■ **Request 1**
Arrange the rows from the line with "Annotation guideline — the target class is jeans." to the line with "114;74;154;116" as a two-column CSV with the columns guideline and boxes, one CSV line per row. Put each row's text and its answer in their own quoted fields, with line breaks turned into spaces.

In cross-examination Mr Dmoch stated that he did not disagree with Mr Jones’s figures, but considered that the 2005 data was of limited use. He accepted that Mr Jones’s interpretation was a possible one, but suggested that there may be another explanation. It may not have been the capacity of the school access road that explained the trough between the peaks, but the arrival profile. There was no evidence to support this conjecture.

133.

Mr Elgot reiterated the point made by Mr Dmoch, namely that there is little contemporary reference to any queue in the access road in 1997. He also argued that if the arrival rate of vehicles was 70 vehicles per five minute period, then the roundabout must have been so full of traffic that it would difficult for southbound traffic wishing to turn left to enter the roundabout.

134.

Mr Elgot is critical of Mr Jones’s evidence. He submits that a comparison with data from 2005 is unhelpful because there is no evidence in 2005 of the length or frequency of queues, and the traffic levels in 2005 were higher in 2005 than in 1997. The traffic count of September 1997 showed 496 cars entering the car park between 0730 and 0830 in 1997, whereas the October 2004 count reported by Faber Maunsell in 2005 showed 750 arrivals in the same hour. He submits that if there was queuing in the access road in 2005 then that might have been the result of the increased amount of traffic.

Other changes since 1997

135.

Since the problem of queuing did in fact disappear after the merger of the two schools in 2008, it might be thought that it would be possible with hindsight to establish what provided the cure, if it was not the changes to the internal layout of the school car park. This is not an approach which has been adopted by the Claimant.

136.

Apart from the alterations to the internal layout of the school car park, another change since 1997 was the addition to the roundabout of a 90m flare which permitted southbound traffic to turn left into the school access road without joining the roundabout itself. Thus southbound left turners did not have to give way to right turners coming up from the south. But there have been no analyses performed on Arcady or otherwise on the effect of this change to the roundabout. On those occasions when the access road was blocked up to the roundabout, it is hard to see how this 90m flare could have helped. The left turners from the north, and the right turners from the south, both progressed into the access road, where they merged together. On the other hand the 90m flare would give some help to the southbound traffic if the access road was not blocked: it means that the right turners from the south no longer have priority over the left turners from the north as they passed in front of the northern arm of the roundabout.

Other causes suggested in the contemporaneous documents

137.

I turn to consider the evidence relied on by the Claimant to prove that there was a cause other than the internal layout of the school.

138.

As already noted, a number of different explanations were suggested in September 1997 and thereafter. These include : (1) queuing which had been a regular occurrence on the southbound approach to the junction in the morning peak period before the opening of the school in September 1997; (2) the availability of only 14 buses instead of 30, and the unattractive level of the fares; (3) the increase in southbound vehicles turning right at the junction and the lack of capacity on the southbound approach to the traffic signals; (4) traffic turning right from Wigton Lane; (5) parents dropping off pupils on the A61 south of the roundabout.

139.

■ **Dataset records**
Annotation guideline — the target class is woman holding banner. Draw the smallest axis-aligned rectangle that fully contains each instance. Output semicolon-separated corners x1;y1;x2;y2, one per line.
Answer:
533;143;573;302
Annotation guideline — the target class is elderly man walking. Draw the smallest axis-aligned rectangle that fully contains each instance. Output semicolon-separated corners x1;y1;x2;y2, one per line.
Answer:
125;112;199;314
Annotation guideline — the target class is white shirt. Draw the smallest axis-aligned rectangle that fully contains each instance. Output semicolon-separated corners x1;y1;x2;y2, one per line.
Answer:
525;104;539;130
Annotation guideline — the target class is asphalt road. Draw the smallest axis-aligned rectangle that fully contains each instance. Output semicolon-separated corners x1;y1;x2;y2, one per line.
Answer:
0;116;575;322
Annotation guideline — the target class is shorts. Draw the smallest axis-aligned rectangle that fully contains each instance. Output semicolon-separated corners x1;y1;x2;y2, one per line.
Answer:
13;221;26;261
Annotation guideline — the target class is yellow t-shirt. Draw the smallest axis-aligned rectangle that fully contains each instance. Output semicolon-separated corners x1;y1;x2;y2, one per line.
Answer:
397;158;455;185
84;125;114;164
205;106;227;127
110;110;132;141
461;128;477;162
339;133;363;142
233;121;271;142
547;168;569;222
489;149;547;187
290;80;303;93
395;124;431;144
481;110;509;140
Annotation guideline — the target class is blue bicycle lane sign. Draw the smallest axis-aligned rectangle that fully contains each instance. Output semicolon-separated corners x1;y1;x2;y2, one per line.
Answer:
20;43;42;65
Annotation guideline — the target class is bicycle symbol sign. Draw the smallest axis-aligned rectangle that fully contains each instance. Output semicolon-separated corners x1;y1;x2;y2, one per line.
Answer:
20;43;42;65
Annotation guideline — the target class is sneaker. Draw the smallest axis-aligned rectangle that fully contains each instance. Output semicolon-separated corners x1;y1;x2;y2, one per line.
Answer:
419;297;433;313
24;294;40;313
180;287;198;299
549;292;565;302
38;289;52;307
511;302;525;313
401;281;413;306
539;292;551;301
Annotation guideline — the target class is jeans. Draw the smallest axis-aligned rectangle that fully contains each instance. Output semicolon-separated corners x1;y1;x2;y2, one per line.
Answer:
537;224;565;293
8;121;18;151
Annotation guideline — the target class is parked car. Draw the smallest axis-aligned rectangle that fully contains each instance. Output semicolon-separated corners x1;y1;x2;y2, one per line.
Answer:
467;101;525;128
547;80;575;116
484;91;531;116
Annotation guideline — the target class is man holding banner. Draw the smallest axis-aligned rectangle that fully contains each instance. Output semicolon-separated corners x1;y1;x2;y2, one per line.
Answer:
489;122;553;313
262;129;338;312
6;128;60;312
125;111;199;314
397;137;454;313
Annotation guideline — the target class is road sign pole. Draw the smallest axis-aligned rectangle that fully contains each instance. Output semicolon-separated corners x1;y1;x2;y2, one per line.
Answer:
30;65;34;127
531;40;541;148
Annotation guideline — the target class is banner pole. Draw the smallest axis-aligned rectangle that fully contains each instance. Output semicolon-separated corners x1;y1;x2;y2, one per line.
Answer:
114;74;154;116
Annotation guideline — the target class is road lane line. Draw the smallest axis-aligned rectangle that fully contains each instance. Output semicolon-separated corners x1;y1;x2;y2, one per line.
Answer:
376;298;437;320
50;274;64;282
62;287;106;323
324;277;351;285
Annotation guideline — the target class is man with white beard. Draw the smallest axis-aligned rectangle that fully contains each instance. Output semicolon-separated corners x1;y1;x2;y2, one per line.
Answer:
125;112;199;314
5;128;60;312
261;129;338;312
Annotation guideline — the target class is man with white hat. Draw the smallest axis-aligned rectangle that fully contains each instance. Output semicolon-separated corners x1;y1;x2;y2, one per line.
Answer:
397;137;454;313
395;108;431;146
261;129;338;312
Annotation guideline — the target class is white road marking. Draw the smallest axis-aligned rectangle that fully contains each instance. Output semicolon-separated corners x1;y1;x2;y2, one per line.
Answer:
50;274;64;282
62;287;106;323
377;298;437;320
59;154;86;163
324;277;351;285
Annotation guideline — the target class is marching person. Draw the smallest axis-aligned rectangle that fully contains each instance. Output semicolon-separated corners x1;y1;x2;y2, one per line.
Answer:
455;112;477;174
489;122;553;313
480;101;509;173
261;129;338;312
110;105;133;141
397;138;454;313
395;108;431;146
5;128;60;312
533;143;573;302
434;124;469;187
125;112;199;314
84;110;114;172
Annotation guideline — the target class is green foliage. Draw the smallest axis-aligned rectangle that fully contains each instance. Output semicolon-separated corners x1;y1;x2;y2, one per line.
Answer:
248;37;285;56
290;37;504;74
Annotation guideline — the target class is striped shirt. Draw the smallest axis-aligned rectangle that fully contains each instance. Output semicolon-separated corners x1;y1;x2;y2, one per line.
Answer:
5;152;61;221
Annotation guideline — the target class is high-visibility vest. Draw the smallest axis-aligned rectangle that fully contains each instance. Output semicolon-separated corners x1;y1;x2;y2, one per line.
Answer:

■ **Request 2**
Reproduce the excerpt on school traffic queuing from "Mr Elgot is" to "amount of traffic.".

■ **Full answer 1**
guideline,boxes
"Annotation guideline — the target class is jeans. Draw the smallest axis-aligned rectangle that fully contains each instance. Output semicolon-separated corners x1;y1;x2;y2, one per line. Answer:","537;224;565;293 8;121;18;151"
"Annotation guideline — the target class is parked car. Draw the smallest axis-aligned rectangle that fully contains each instance. Output semicolon-separated corners x1;y1;x2;y2, one per line. Answer:","467;101;525;128 547;80;575;116 484;91;531;116"
"Annotation guideline — the target class is man holding banner. Draw the smallest axis-aligned rectangle that fully contains each instance. Output semicolon-separated corners x1;y1;x2;y2, one per line. Answer:","489;122;553;313 262;129;338;312 6;128;60;312 125;111;199;314 397;137;454;313"
"Annotation guideline — the target class is road sign pole. Draw the smallest axis-aligned rectangle that fully contains each instance. Output semicolon-separated corners x1;y1;x2;y2, one per line. Answer:","30;65;34;127 531;40;541;148"
"Annotation guideline — the target class is banner pole. Draw the smallest axis-aligned rectangle that fully contains each instance. Output semicolon-separated corners x1;y1;x2;y2, one per line. Answer:","114;74;154;116"

■ **Full answer 2**
Mr Elgot is critical of Mr Jones’s evidence. He submits that a comparison with data from 2005 is unhelpful because there is no evidence in 2005 of the length or frequency of queues, and the traffic levels in 2005 were higher in 2005 than in 1997. The traffic count of September 1997 showed 496 cars entering the car park between 0730 and 0830 in 1997, whereas the October 2004 count reported by Faber Maunsell in 2005 showed 750 arrivals in the same hour. He submits that if there was queuing in the access road in 2005 then that might have been the result of the increased amount of traffic.